● THE REQUEST
Please revise the material below by changing every "yield estimation" to "crop monitoring" and leaving everything else as it is. Omit the pictures from your answer.

● RECORDS SHOWN
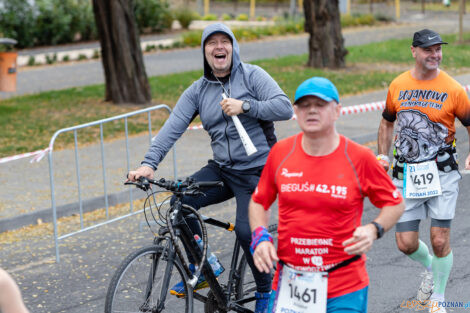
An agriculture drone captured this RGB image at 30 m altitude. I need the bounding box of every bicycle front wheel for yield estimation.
[105,245,193,313]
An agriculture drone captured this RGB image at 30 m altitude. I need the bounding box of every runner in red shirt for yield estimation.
[249,77,404,313]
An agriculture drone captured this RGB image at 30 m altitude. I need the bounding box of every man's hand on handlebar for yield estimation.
[127,165,155,182]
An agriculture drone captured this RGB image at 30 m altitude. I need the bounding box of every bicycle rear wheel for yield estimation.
[105,245,193,313]
[235,224,277,307]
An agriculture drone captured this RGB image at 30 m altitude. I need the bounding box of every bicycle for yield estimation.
[105,178,277,313]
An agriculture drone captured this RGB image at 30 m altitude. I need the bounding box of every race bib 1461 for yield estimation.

● OUTPUT BELOW
An agriculture drone captured this RGB image at 30 m altitude. I need the bounding box of every bicycle front wheel for crop monitoring.
[105,245,193,313]
An agriculture drone captured this RGB image at 30 m altitude. I need the bounding box of every runner in red shirt for crop monitoring.
[249,77,404,313]
An agriculture drone captured this RGB image at 30 m altitude. I need the bounding box of every man's hand on handlebar for crop monitoring.
[127,165,155,182]
An agriculture drone captured this RGB image at 30 m altitude. I need the bounding box of every bicycle rear wheel for crop monitoring.
[105,245,193,313]
[235,224,277,307]
An agriculture drone captured this RGB image at 30 m altitude. I need the bounding box of every bicycle for crop monitoring.
[105,178,277,313]
An agriculture drone captured this RGB image at 30 m altitude. I need the bounding box of every race bib 1461 for crop monitoring.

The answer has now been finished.